***** SOURCE DOCUMENT

Chapter 6. Directories

6.1. Shortform Directories
6.2. Block Directories
6.3. Leaf Directories
6.4. Node Directories
6.5. B+tree Directories

Only v2 directories covered here. v1 directories are obsolete.
The size of a "directory block" is defined by the superblock's (Section 3.1, “Superblocks”) sb_dirblklog value. The size in bytes = sb_blocksize * 2^sb_dirblklog. For example, if sb_blocksize = 4096, sb_dirblklog = 2, the directory block size is 16384 bytes. Directory blocks are always allocated in multiples based on sb_dirblklog. Directory blocks cannot be more that 65536 bytes in size.
Note
Note: the term "block" in this section will refer to directory blocks, not filesystem blocks unless otherwise specified.
All directory entries contain the following "data":
- Entry's name (counted string consisting of a single byte namelen followed by name consisting of an array of 8-bit chars without a NULL terminator).

**********

• [CHALLENGES]:
1 > Answer these questions from the directories chapter:
(a) Which version of directories does the chapter cover?
(b) What directory block size results when sb_blocksize is 4096 and sb_dirblklog is 2?
(c) What comes before the name in a directory entry's name field?
2 > Reproduce the directories chapter word for word, from "Chapter 6. Directories" up to and including "bytes in size.".

***** EXTRACTED ENTRIES

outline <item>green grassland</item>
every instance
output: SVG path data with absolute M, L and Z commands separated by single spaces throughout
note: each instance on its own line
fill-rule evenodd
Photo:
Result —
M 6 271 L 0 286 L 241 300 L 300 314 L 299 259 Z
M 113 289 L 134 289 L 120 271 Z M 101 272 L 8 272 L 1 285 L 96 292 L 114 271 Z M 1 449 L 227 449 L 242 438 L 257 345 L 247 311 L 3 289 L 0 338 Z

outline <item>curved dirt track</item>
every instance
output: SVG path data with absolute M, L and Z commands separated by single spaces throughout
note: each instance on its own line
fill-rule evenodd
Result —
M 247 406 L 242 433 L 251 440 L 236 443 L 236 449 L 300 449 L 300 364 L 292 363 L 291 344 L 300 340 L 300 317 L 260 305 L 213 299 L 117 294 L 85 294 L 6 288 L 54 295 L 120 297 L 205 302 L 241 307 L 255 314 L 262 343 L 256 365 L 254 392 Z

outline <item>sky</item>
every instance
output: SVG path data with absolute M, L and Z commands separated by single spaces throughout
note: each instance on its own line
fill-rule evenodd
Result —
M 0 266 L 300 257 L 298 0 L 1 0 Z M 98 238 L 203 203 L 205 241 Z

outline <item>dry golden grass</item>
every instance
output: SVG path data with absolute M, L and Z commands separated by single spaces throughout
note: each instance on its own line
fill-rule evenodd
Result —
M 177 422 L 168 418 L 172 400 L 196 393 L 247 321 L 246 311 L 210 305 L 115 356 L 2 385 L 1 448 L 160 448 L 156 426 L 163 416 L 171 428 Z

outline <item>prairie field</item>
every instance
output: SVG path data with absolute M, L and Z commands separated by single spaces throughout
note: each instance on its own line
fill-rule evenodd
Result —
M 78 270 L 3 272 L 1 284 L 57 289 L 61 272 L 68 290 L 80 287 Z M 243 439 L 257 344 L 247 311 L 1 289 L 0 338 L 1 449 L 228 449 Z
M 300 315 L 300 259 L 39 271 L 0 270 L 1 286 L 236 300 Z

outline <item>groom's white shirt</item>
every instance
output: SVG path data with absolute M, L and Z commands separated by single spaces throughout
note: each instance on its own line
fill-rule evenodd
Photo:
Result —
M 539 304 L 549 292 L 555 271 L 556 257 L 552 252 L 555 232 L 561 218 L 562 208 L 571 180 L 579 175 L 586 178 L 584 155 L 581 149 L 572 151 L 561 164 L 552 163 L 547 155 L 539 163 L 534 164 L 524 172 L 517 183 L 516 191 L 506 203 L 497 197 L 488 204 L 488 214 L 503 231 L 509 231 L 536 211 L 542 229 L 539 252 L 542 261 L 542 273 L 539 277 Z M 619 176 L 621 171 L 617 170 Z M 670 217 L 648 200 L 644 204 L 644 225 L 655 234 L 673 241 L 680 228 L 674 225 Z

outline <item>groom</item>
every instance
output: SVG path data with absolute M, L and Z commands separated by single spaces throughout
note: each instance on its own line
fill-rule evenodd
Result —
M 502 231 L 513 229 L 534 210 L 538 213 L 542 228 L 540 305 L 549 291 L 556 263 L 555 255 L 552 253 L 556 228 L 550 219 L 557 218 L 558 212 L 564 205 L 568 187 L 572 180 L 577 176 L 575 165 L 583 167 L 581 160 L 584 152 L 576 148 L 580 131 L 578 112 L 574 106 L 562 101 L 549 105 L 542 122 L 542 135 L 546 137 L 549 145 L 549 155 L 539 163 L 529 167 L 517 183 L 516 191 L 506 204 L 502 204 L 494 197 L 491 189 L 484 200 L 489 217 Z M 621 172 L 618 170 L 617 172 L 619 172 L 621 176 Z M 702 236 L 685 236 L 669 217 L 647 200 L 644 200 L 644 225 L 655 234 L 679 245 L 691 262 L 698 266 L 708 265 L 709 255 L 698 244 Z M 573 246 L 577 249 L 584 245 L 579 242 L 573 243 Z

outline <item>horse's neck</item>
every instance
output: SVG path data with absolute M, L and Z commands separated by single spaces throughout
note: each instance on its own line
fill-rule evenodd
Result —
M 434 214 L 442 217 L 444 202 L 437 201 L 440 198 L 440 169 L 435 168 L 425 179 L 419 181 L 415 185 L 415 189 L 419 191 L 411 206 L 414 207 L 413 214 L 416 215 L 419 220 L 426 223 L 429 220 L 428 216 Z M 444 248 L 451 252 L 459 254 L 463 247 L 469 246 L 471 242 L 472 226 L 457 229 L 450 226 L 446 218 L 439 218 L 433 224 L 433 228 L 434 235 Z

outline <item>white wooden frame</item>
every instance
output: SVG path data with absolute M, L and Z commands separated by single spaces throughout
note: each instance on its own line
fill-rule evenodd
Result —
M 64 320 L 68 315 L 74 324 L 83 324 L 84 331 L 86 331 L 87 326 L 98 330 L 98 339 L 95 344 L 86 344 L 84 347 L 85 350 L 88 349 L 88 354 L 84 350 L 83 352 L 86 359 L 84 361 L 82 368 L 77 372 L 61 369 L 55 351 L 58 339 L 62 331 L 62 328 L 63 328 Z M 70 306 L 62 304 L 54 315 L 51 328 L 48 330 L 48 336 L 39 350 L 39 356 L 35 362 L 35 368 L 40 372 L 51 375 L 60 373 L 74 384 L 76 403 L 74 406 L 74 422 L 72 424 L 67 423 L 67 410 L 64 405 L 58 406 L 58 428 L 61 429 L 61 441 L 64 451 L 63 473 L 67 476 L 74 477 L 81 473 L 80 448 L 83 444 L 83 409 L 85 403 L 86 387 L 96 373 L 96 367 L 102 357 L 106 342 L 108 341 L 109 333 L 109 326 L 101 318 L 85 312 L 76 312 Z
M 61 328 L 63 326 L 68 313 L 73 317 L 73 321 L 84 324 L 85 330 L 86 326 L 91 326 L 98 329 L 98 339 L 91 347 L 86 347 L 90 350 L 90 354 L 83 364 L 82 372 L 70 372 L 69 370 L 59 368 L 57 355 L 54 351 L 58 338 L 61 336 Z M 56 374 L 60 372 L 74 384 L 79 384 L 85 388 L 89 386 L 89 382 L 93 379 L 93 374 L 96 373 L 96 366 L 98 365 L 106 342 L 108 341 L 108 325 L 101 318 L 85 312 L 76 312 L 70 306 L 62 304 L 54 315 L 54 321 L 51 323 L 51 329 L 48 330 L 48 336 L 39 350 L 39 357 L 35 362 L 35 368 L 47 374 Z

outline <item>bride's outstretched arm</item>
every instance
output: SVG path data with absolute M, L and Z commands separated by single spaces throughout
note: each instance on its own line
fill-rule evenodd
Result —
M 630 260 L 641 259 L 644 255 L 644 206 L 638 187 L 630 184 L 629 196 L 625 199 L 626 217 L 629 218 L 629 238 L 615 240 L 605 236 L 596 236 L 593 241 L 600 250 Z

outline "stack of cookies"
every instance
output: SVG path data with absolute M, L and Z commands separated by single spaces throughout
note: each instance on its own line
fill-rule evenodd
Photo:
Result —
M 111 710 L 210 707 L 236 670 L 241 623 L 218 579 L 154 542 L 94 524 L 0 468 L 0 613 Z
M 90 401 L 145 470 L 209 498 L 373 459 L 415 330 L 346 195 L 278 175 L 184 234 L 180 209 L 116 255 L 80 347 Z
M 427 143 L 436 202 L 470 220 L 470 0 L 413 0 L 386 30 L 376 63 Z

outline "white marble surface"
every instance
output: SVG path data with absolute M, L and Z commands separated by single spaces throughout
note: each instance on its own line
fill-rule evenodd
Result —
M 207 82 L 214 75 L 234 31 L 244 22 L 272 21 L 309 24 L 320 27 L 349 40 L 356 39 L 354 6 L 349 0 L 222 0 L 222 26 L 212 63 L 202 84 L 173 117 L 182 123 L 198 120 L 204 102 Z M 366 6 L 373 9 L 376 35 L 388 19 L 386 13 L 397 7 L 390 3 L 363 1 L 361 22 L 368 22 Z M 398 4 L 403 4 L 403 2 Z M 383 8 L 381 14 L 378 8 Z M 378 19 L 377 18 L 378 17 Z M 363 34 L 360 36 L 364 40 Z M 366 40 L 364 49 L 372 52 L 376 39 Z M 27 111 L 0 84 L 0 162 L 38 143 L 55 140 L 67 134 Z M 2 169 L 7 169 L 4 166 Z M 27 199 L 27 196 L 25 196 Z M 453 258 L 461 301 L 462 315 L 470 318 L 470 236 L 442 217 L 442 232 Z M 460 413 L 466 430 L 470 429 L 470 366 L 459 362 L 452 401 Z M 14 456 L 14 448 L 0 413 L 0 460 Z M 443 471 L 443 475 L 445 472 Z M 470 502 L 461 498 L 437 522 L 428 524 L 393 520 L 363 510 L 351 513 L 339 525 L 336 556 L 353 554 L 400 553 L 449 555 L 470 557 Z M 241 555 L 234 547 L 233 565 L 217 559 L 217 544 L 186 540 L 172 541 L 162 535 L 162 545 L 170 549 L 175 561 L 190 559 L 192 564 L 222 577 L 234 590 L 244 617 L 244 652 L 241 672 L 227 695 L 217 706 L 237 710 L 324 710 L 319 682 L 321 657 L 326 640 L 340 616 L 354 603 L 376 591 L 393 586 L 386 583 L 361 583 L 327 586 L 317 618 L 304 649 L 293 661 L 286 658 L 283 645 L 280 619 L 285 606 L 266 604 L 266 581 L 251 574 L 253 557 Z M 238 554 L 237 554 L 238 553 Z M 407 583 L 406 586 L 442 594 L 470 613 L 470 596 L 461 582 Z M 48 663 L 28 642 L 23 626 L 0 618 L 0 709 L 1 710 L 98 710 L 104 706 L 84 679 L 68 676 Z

**********

• [EXERCISE ANSWERS]:
1 >
(a) v2 directories.
(b) 16384 bytes.
(c) A single byte namelen.

2 >
Chapter 6. Directories

6.1. Shortform Directories
6.2. Block Directories
6.3. Leaf Directories
6.4. Node Directories
6.5. B+tree Directories

Only v2 directories covered here. v1 directories are obsolete.
The size of a "directory block" is defined by the superblock's (Section 3.1, “Superblocks”) sb_dirblklog value. The size in bytes = sb_blocksize * 2^sb_dirblklog. For example, if sb_blocksize = 4096, sb_dirblklog = 2, the directory block size is 16384 bytes. Directory blocks are always allocated in multiples based on sb_dirblklog. Directory blocks cannot be more that 65536 bytes in size.